> **Extracted material**

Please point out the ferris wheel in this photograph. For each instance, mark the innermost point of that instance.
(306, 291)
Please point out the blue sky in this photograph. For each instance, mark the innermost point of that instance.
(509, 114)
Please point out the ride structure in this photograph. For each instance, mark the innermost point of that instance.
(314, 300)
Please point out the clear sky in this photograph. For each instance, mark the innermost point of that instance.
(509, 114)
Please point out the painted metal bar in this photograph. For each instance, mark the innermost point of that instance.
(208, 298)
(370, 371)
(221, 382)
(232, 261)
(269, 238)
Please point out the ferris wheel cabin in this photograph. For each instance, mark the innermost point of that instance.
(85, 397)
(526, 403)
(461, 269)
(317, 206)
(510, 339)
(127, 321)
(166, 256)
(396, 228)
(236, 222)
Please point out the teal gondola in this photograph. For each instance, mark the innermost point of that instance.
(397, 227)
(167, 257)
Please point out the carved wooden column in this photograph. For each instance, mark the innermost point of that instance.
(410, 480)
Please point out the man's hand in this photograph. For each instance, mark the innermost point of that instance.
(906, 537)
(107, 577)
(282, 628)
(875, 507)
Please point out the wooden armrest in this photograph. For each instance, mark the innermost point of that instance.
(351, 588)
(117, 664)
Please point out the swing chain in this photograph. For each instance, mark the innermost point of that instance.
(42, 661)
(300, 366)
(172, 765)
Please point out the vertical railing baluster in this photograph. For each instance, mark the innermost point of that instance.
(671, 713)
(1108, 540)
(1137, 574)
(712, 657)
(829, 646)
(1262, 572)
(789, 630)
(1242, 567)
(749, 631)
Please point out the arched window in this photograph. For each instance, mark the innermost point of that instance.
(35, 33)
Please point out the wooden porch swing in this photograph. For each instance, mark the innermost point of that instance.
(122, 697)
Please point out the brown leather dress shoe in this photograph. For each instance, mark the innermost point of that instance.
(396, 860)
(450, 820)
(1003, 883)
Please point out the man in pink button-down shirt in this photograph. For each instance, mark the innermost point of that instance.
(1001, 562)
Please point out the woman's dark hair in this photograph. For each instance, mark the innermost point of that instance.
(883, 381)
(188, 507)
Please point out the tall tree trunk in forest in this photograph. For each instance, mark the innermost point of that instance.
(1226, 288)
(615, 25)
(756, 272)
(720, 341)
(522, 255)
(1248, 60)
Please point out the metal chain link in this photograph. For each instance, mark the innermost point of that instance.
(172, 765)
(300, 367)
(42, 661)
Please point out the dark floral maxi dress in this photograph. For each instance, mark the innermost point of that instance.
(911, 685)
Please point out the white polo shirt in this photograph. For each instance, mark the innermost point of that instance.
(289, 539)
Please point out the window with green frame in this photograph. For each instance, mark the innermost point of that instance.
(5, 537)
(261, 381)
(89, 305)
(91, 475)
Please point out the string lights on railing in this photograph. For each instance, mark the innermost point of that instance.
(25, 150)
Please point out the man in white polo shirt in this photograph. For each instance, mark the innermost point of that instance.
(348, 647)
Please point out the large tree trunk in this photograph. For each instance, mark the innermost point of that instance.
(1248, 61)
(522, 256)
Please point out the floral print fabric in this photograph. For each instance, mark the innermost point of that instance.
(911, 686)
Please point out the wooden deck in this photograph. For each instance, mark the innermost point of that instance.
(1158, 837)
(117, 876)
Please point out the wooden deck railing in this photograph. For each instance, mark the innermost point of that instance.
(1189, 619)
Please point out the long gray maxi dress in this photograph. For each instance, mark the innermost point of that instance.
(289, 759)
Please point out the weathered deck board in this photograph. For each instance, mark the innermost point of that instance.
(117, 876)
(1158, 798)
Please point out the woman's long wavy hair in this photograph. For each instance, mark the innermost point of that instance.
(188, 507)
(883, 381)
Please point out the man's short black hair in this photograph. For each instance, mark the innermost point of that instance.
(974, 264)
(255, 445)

> **Problem description**
A faithful, word-for-word transcription of the data above is required.

> **Answer to the exercise**
Please point out the ferris wheel in this photograph. For each instance, mark the innermost point of that instance.
(306, 291)
Please point out the blue sky in this photograph. For each instance, mark the innermost point of that instance.
(509, 114)
Please point out the ride structure in this photograph. For each instance, mark the innermost point of that instance.
(314, 300)
Please point out the clear sky in this photograph. For each instance, mark the innermost point of that instance.
(509, 114)
Please point out the painted metal bar in this photograph. For each instance, mark the innermost point of that instance.
(208, 298)
(370, 371)
(221, 382)
(232, 261)
(269, 238)
Please point out the ferris wheel cabin in this photograph. For each instance, mark the innermost point of that instance.
(85, 397)
(526, 403)
(461, 269)
(317, 206)
(510, 339)
(127, 321)
(166, 256)
(396, 228)
(236, 222)
Please point out the teal gondola in this photograph. For each instance, mark the innermost point of that instance.
(397, 227)
(167, 257)
Please point out the carved wooden column in this photograph. For each instance, mark the innermost point of that instance.
(410, 480)
Please point out the man's hand in this photograph. For each instance, mark the innermost point of that instance.
(906, 537)
(107, 577)
(282, 628)
(875, 507)
Please point out the wooden armrest in this photograph. For each instance, mark the innermost point of that instance.
(351, 588)
(117, 664)
Please point out the swing chain in this photograph. For each instance, mark the innermost point of that instance.
(42, 661)
(300, 366)
(172, 765)
Please point out the vertical railing baluster in this photograph. For each instance, mark the innermost point of that instance.
(671, 713)
(1108, 540)
(1137, 574)
(712, 657)
(829, 646)
(1262, 572)
(789, 630)
(1242, 567)
(749, 631)
Please point out the arched window in this photograph. For each instance, mark the innermost point of that instance.
(35, 33)
Please point out the wooden porch swing in this photograph. For each instance, mark the innermost point of that instance.
(122, 697)
Please point out the brown leather dress shoe in this photograph. For each instance, mark the innermost point of that instance.
(396, 860)
(450, 820)
(1003, 883)
Please point out the man in pink button-down shirt in this photograph. For each instance, mark the innermost point of that instance.
(1001, 562)
Please point out the woman's dark hair in this photograph. For each instance, mark the innermost point of that instance.
(883, 381)
(188, 507)
Please point out the tall tree trunk in forest in this photograph. For each instance, mark the innermost point of that instance.
(1226, 288)
(615, 25)
(756, 272)
(720, 341)
(522, 255)
(1248, 60)
Please point out the metal chain link in this photograph. For each instance, mark the innermost point of that instance.
(172, 765)
(300, 367)
(42, 661)
Please point out the dark floral maxi dress in this photograph. For each instance, mark the innermost point of that instance.
(911, 685)
Please point out the white polo shirt in this photograph. For each instance, mark the innermost point of that instance.
(289, 539)
Please point out the window with green frame in this photograph. For each instance, mark the innermost point of that instance.
(5, 537)
(261, 381)
(89, 305)
(91, 475)
Please point out the string lights on railing in this photograph. For each instance, mark the innermost point of that instance.
(25, 150)
Please point out the man in white polo shirt in this photograph. For each instance, mark the innermost point of that instance.
(348, 647)
Please point out the large tree trunk in this photograph. For each instance, mark the innermost point of that instance.
(1248, 61)
(522, 256)
Please point out the floral print fabric in this photograph. For each instance, mark the innermost point of that instance.
(911, 686)
Please point out the wooden deck in this photograph. For each instance, mark the innermost point of that instance.
(1158, 837)
(117, 876)
Please point out the wooden deck railing in this photograph. For each instance, mark the innermost point of that instance.
(1189, 619)
Please point out the long gray maxi dress in this photograph. For each instance, mark the innermost point of that instance.
(289, 759)
Please point out the weathered deck board in this photograph. For each instance, mark the innermost point of that instance.
(117, 876)
(1158, 798)
Please point out the woman's long wavy hair in this photograph. For each instance, mark the innermost point of that instance.
(188, 507)
(883, 381)
Please point out the man's short black hair in this photograph. For each instance, mark the innermost point of that instance.
(974, 264)
(255, 445)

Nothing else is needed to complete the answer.